:: PROVIDED RECORDS

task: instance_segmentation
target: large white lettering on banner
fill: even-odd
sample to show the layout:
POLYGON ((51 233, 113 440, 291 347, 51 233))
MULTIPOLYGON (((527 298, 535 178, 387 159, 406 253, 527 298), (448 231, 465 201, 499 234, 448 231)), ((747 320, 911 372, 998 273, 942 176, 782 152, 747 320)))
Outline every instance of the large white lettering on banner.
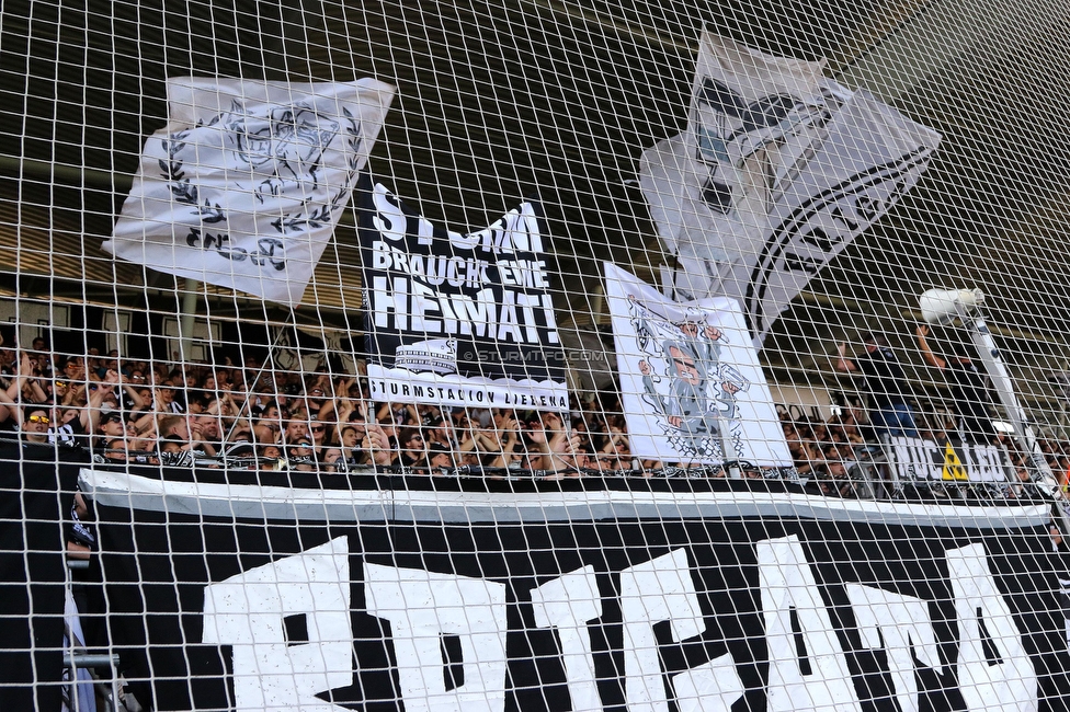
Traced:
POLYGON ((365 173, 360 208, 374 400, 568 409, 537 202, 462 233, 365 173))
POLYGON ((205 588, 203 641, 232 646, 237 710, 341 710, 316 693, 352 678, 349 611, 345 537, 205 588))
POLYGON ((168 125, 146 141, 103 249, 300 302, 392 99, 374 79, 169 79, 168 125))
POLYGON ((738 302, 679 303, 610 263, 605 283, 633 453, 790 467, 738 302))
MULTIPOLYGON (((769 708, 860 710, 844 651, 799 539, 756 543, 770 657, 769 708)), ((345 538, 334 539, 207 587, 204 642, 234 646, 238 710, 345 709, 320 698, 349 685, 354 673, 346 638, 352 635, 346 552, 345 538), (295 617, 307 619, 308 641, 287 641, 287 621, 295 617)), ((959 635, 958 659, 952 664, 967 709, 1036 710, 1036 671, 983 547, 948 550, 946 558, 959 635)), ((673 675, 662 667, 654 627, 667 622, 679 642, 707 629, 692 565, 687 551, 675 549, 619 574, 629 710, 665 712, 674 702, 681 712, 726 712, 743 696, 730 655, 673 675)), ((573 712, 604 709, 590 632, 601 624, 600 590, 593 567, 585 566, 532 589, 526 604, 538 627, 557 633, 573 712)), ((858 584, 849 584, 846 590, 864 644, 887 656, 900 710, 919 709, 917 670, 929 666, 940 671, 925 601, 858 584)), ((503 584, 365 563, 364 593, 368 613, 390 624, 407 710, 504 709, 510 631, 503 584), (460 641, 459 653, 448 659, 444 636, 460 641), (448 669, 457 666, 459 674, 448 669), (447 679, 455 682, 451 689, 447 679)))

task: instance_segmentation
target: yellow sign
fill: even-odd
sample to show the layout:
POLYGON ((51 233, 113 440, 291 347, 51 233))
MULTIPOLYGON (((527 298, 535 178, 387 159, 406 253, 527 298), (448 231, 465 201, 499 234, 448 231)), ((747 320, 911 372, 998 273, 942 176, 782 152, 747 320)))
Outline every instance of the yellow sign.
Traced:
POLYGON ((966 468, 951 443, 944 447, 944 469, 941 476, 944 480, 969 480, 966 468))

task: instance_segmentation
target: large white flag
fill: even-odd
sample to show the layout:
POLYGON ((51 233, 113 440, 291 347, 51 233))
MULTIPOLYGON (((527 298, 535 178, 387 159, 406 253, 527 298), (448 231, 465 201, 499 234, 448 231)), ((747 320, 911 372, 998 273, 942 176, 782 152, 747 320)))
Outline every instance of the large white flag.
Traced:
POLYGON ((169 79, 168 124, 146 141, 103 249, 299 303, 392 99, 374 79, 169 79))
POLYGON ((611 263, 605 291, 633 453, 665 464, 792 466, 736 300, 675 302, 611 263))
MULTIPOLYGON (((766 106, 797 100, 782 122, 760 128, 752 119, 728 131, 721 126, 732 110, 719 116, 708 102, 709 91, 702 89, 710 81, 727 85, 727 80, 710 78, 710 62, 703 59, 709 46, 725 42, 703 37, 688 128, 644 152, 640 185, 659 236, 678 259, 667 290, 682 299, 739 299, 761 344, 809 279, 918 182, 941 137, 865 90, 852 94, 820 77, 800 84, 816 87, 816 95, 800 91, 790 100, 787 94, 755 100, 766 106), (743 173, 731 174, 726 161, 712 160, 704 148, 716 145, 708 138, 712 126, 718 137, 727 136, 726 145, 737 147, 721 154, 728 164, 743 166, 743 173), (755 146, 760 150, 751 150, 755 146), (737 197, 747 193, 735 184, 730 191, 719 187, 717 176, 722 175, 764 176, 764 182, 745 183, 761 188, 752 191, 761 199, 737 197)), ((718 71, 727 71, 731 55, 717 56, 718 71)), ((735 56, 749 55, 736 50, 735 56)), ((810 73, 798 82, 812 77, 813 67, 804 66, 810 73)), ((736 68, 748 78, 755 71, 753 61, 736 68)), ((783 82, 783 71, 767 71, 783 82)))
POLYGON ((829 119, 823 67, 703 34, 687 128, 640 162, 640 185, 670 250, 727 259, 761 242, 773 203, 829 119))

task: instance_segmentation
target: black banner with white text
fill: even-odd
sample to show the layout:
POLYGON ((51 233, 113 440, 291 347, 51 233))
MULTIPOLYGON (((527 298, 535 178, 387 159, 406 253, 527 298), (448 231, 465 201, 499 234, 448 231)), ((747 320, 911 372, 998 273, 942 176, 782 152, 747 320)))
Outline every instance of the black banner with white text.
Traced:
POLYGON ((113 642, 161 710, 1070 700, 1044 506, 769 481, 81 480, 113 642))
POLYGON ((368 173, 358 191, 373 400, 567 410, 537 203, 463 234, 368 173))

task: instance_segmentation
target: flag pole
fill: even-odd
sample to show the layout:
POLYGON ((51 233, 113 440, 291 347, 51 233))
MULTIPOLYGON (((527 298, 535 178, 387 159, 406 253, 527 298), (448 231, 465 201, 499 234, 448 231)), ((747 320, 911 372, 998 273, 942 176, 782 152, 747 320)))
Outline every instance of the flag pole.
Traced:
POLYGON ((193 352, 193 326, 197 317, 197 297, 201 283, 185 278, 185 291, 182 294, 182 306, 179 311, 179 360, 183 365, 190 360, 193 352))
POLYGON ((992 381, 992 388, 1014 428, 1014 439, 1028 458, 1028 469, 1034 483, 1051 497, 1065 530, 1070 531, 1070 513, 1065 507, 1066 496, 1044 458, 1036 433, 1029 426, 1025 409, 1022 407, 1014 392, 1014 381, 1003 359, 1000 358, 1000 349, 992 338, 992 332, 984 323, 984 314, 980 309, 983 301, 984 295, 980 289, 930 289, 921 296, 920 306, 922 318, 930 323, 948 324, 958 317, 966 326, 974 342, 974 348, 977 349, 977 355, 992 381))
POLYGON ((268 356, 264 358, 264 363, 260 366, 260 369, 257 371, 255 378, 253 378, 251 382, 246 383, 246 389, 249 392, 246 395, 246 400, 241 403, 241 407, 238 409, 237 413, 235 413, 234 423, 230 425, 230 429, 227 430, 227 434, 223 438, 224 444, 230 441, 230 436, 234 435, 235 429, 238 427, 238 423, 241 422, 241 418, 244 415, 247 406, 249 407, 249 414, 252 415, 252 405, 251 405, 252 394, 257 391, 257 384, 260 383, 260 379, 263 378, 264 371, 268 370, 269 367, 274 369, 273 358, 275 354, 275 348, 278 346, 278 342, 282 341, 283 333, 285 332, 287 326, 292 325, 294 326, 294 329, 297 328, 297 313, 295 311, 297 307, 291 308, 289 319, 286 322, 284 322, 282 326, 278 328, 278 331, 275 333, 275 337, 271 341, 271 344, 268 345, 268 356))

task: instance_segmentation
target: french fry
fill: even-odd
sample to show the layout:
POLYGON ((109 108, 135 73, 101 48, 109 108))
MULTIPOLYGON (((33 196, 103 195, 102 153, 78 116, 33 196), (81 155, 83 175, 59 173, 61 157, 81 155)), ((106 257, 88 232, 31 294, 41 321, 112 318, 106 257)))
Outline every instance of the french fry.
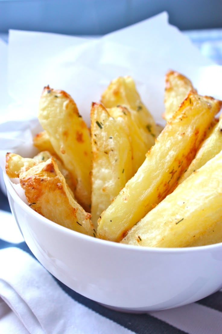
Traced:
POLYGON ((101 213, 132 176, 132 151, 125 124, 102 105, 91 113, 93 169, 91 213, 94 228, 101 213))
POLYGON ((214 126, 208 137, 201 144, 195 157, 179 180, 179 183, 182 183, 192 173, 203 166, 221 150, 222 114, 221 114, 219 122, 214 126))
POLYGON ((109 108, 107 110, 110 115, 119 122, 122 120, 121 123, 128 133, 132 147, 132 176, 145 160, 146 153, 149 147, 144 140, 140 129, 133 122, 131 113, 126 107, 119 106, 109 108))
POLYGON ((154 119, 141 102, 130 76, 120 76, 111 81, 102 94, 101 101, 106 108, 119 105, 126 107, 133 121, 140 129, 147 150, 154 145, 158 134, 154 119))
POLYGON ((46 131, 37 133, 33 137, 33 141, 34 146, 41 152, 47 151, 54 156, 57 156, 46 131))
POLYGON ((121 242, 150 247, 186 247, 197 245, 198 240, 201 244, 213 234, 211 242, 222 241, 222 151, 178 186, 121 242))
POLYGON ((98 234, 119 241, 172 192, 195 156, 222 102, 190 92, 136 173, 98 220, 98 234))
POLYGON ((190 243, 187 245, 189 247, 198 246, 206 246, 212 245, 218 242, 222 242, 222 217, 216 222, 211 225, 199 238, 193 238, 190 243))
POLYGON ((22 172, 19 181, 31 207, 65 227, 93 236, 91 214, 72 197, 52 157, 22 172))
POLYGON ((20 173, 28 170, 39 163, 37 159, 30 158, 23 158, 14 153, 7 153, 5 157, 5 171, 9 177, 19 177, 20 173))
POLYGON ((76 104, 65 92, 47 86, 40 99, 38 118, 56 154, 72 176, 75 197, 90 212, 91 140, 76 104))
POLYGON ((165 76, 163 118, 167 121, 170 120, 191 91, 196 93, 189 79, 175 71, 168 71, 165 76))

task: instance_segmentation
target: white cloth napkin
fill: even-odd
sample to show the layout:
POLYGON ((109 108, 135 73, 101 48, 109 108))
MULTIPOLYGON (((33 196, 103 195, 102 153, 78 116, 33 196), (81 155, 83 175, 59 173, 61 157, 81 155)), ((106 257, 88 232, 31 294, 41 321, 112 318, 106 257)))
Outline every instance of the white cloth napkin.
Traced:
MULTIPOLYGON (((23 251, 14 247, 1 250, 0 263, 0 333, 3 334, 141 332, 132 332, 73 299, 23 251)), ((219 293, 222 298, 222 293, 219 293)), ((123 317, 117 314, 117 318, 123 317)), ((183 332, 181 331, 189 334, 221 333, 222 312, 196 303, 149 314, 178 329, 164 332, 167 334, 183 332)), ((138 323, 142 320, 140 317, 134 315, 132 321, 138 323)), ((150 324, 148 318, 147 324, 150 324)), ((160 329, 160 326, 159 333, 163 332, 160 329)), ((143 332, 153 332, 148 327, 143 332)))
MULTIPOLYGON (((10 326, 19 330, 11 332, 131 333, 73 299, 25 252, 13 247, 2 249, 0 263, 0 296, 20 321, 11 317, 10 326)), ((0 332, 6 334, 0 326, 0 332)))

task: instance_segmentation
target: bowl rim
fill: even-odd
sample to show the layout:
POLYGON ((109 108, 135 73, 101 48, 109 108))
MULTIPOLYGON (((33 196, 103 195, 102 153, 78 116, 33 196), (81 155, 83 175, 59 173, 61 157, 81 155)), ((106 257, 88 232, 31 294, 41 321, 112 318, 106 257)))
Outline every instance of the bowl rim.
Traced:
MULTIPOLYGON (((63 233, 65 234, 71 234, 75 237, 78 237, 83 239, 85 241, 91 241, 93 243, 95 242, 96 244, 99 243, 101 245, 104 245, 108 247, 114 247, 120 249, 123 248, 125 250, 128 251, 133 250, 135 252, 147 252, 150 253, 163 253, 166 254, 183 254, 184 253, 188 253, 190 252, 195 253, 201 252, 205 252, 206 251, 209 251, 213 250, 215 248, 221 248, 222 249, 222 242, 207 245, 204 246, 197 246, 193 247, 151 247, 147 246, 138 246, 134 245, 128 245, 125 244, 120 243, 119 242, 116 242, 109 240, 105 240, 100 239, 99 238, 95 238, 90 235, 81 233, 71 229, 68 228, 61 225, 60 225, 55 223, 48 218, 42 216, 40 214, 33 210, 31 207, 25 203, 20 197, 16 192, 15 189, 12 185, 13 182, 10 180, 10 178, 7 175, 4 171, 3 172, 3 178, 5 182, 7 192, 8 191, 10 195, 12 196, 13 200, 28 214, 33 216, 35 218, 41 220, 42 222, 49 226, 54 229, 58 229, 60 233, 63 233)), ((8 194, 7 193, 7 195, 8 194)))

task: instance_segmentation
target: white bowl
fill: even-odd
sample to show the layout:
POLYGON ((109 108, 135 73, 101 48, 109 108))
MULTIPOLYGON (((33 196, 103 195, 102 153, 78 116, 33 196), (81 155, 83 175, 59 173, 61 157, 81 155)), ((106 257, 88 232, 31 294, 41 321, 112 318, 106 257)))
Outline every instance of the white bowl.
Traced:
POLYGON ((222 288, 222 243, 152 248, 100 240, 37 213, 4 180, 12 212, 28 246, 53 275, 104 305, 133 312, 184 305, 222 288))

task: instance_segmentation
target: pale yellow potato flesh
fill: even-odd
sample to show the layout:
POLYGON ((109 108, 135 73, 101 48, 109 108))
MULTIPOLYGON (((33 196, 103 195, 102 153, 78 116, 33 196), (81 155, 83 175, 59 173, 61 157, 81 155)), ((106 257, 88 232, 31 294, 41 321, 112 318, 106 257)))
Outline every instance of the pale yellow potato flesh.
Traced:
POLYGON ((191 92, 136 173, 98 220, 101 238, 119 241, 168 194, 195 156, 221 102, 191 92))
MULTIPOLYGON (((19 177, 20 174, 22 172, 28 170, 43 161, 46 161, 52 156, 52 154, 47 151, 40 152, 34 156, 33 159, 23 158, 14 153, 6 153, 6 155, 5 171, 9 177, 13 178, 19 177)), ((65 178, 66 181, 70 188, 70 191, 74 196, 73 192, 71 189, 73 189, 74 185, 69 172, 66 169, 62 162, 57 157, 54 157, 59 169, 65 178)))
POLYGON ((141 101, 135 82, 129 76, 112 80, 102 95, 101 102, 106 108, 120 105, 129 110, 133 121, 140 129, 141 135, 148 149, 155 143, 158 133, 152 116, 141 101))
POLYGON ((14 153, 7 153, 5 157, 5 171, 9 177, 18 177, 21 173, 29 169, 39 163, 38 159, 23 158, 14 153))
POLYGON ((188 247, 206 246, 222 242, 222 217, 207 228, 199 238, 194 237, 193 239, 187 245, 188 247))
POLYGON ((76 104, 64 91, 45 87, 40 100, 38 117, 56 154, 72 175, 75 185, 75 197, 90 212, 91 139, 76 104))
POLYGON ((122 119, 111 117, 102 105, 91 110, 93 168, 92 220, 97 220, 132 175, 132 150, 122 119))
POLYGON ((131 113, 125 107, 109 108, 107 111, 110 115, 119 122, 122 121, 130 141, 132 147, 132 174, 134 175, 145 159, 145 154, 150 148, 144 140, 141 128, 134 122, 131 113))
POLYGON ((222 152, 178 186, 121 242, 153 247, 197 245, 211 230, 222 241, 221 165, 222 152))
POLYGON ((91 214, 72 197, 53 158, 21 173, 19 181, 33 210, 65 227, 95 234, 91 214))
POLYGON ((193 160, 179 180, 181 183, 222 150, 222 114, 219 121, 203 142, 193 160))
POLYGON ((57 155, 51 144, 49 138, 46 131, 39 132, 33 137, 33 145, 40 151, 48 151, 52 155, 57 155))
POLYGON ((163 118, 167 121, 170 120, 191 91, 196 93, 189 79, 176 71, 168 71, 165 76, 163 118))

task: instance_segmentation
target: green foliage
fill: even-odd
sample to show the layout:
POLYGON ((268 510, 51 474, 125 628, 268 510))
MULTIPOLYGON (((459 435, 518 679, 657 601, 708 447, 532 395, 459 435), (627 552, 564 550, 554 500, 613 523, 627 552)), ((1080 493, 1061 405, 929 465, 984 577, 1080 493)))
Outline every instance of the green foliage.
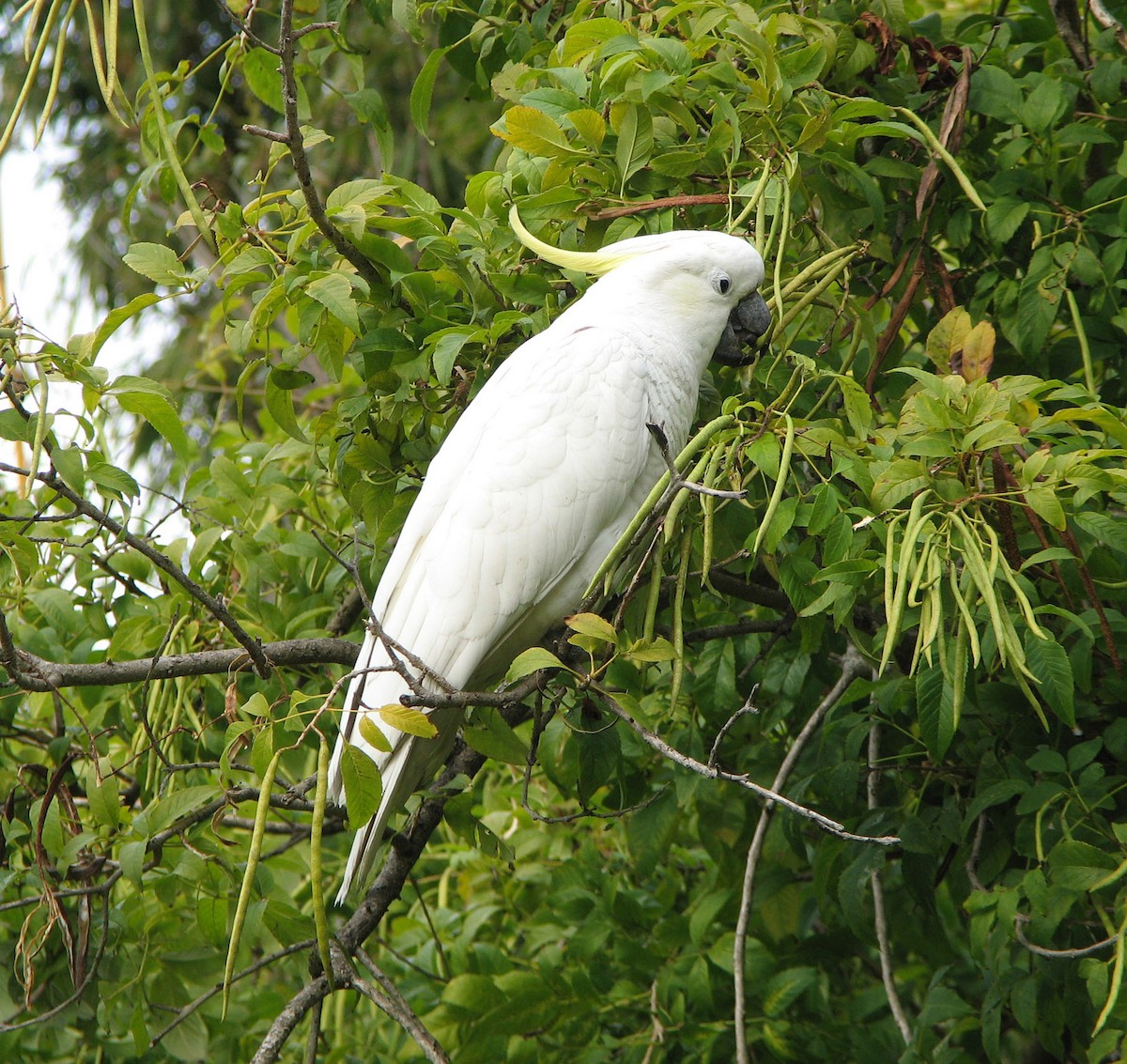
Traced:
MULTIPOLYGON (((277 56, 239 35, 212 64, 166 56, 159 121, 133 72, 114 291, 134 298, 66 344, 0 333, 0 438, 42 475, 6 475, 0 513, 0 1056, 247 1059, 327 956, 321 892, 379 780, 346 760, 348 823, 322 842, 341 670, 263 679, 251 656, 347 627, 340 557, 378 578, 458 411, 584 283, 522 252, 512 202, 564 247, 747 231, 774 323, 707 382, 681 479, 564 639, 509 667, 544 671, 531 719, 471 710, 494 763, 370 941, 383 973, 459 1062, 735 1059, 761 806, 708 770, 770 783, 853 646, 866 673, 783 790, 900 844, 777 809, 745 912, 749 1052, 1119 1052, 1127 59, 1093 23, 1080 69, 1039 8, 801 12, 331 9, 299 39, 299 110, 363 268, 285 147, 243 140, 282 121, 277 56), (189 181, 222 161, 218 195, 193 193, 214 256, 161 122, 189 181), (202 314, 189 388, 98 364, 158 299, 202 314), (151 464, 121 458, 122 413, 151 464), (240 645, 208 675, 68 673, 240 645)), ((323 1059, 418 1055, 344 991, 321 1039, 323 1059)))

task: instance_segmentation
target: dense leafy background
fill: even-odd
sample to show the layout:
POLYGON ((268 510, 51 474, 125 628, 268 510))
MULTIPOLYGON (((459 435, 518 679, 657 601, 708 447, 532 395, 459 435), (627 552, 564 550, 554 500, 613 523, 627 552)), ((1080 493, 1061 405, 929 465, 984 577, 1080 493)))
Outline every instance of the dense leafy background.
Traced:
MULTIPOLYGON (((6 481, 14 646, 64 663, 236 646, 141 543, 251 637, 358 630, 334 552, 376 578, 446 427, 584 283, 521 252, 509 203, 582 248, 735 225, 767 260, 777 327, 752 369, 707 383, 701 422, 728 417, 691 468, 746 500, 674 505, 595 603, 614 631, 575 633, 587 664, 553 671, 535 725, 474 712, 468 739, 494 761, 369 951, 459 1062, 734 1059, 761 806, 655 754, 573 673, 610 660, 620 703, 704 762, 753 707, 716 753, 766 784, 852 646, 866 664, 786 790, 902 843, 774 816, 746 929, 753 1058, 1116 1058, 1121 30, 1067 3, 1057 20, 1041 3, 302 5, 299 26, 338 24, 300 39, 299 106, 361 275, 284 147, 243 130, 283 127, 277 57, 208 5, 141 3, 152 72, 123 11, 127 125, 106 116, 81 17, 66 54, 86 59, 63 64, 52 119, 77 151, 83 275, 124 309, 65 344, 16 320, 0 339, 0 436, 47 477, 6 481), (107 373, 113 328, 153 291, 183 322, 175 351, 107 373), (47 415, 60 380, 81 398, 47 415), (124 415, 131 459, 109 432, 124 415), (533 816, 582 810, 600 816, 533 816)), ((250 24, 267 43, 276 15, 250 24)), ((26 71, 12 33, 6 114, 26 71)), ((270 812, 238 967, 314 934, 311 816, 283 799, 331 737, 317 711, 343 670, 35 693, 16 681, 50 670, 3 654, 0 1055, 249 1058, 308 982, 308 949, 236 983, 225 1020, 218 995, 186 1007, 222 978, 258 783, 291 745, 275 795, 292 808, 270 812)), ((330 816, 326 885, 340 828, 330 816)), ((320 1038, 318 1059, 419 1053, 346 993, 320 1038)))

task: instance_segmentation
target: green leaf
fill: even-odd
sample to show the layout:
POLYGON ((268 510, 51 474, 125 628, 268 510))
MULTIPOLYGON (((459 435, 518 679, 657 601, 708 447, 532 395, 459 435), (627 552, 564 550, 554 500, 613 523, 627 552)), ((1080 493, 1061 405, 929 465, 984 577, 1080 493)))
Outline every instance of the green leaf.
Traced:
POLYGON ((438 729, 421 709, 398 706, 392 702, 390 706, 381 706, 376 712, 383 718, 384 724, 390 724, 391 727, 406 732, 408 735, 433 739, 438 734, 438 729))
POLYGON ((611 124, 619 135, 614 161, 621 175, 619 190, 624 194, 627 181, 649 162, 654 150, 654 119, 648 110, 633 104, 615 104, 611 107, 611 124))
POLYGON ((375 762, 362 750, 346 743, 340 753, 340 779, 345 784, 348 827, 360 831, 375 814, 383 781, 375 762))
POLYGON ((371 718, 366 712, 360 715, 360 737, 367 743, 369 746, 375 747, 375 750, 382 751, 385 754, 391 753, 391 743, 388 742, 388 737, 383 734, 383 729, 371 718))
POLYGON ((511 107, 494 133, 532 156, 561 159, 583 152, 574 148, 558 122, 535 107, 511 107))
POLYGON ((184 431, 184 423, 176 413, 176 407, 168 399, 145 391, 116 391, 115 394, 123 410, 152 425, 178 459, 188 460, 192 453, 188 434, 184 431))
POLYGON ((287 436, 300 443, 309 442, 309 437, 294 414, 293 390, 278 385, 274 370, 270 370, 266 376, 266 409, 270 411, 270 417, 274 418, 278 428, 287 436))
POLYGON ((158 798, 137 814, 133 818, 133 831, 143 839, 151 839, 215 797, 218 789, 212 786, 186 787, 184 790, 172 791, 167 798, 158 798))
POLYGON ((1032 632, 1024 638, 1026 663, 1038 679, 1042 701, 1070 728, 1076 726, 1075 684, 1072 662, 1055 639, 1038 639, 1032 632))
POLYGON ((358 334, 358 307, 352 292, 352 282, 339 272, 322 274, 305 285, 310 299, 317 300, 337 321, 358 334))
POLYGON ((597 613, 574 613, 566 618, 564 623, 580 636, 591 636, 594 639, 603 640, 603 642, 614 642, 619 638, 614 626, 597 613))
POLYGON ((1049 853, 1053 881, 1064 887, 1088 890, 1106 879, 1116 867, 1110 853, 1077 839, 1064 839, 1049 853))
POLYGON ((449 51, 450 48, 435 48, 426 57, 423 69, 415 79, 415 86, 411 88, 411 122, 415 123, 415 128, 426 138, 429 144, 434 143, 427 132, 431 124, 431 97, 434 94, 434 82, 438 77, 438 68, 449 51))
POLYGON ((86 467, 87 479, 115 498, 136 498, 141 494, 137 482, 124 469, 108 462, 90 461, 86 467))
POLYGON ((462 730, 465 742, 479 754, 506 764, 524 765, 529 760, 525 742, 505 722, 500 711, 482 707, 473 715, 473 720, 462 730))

::::

WHAT THE EXERCISE ASKS
Starting at the first line of the records and stopping after the line that contains "POLYGON ((738 302, 679", rewrite those lines as a numbered list with blank lines dropped. Omit the pictures from your answer.

SOLUTION FOR THIS TASK
1. task: instance_segmentation
2. target: large white lettering on banner
3. fill: even-odd
4. sample to show the layout:
5. POLYGON ((51 233, 113 440, 291 347, 51 233))
6. MULTIPOLYGON (((527 298, 535 178, 387 159, 406 253, 527 298), (448 231, 465 201, 499 234, 448 231)), ((747 320, 911 372, 998 273, 942 176, 782 152, 747 320)))
7. Outline every instance of the large white lettering on banner.
8. Traced:
9. POLYGON ((365 173, 360 208, 374 400, 568 409, 537 202, 462 233, 365 173))
10. POLYGON ((205 588, 203 641, 232 646, 237 710, 341 710, 316 693, 352 678, 349 611, 345 537, 205 588))
11. POLYGON ((168 125, 146 141, 103 249, 300 302, 392 99, 374 79, 169 79, 168 125))
12. POLYGON ((738 302, 679 303, 610 263, 605 283, 633 453, 790 467, 738 302))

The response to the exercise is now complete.